(Extracted material Opens)

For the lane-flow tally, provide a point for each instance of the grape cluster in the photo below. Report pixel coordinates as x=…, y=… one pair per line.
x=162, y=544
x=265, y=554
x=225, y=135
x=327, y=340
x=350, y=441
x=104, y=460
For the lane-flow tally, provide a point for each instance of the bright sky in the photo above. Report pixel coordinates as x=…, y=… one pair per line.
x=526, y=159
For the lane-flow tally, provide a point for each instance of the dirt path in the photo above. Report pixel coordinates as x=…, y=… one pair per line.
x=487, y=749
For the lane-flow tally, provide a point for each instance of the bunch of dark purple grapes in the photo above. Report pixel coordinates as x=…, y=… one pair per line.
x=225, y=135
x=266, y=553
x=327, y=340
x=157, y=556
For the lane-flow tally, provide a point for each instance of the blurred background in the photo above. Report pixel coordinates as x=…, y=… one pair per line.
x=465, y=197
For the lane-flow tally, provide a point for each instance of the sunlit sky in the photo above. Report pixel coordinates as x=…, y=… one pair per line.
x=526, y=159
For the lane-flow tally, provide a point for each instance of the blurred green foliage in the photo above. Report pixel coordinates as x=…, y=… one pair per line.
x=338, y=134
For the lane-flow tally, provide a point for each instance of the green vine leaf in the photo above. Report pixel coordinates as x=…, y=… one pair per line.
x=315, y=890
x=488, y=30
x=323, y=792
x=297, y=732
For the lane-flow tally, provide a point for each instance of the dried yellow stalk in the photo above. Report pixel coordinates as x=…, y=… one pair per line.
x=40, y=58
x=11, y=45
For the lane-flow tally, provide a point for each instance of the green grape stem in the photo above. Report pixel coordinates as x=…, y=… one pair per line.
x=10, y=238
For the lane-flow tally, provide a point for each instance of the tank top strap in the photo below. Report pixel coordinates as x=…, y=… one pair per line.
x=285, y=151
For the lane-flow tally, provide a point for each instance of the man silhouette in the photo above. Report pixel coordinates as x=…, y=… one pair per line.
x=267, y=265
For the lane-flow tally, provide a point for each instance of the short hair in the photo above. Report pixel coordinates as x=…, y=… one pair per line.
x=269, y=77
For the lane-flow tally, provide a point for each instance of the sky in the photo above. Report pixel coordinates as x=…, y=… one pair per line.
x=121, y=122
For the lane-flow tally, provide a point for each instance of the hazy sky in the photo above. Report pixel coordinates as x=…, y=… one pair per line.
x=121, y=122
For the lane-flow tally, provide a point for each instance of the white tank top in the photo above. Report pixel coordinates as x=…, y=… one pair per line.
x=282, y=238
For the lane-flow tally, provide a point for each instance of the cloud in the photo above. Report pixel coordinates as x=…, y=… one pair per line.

(Extracted material Closes)

Every record must be transcribed exactly as written.

For the lane-flow tally, provide a point for each instance of the grape cluster in the photo below. Report pixel coordinates as x=…, y=… one pair per line.
x=162, y=544
x=265, y=554
x=225, y=135
x=327, y=340
x=350, y=441
x=104, y=460
For the lane-flow tally, provide a point for each instance of the bright sky in the photo above. Report pixel coordinates as x=…, y=… one pair per line.
x=526, y=159
For the lane-flow tally, provide a point for each instance of the dirt path in the photo above. Report pixel coordinates as x=…, y=… one pair per line.
x=487, y=749
For the lane-flow tally, provide a point for each instance of the bunch of dark purple grapes in the photo above. Report pixel coordinates as x=…, y=… one pair per line.
x=225, y=135
x=266, y=553
x=327, y=340
x=157, y=556
For the lane-flow tally, provide a point for each instance of the blurred background in the photo above. Report pixel coordinates as x=…, y=… one pair per line.
x=465, y=197
For the lane-flow tally, provide a point for each instance of the sunlit sky in the photo above. Report pixel coordinates as x=…, y=… one pair per line.
x=526, y=159
For the lane-flow tally, provide a point for each instance of the blurred green foliage in the photo above. Report pixel coordinates as x=…, y=… one pair per line.
x=338, y=134
For the lane-flow tally, provide a point for each instance of the green vine leaf in the photo above. Report pixel coordinates as x=…, y=… one pair per line.
x=315, y=890
x=488, y=30
x=323, y=792
x=297, y=732
For the lane-flow tally, provide a point for each instance of the dried yellow stalk in the photo above. Report pixel coordinates as x=…, y=… one pair per line.
x=40, y=58
x=11, y=45
For the lane-flow tally, provide a point for each instance of the green grape stem in the photo above. Report pixel coordinates as x=…, y=… one pair per line.
x=10, y=238
For the lane-flow tally, provide a point for each instance of the tank top strap in the photo below. Report pixel coordinates as x=…, y=… one pair per line.
x=285, y=151
For the lane-flow tally, provide a point for each instance of the man silhouette in the photo above. Report pixel coordinates as x=…, y=… one pair per line.
x=267, y=265
For the lane-flow tally, provide a point for each instance of the short hair in the photo above. Report pixel coordinates as x=…, y=… one pair per line.
x=269, y=77
For the lane-flow tally, provide a point for each instance of the sky in the photo above. Report pixel coordinates as x=…, y=… one pair per line.
x=121, y=122
For the lane-flow tally, provide a point for each instance of the hazy sky in the photo above. Report pixel coordinates as x=…, y=… one pair per line.
x=121, y=122
For the lane-flow tally, provide a point for each instance of the white tank top in the photo above. Report pixel coordinates as x=…, y=… one pair per line.
x=282, y=238
For the lane-flow tally, provide a point for each instance of the cloud in the photo above. Report pixel coordinates as x=…, y=… one pair per line.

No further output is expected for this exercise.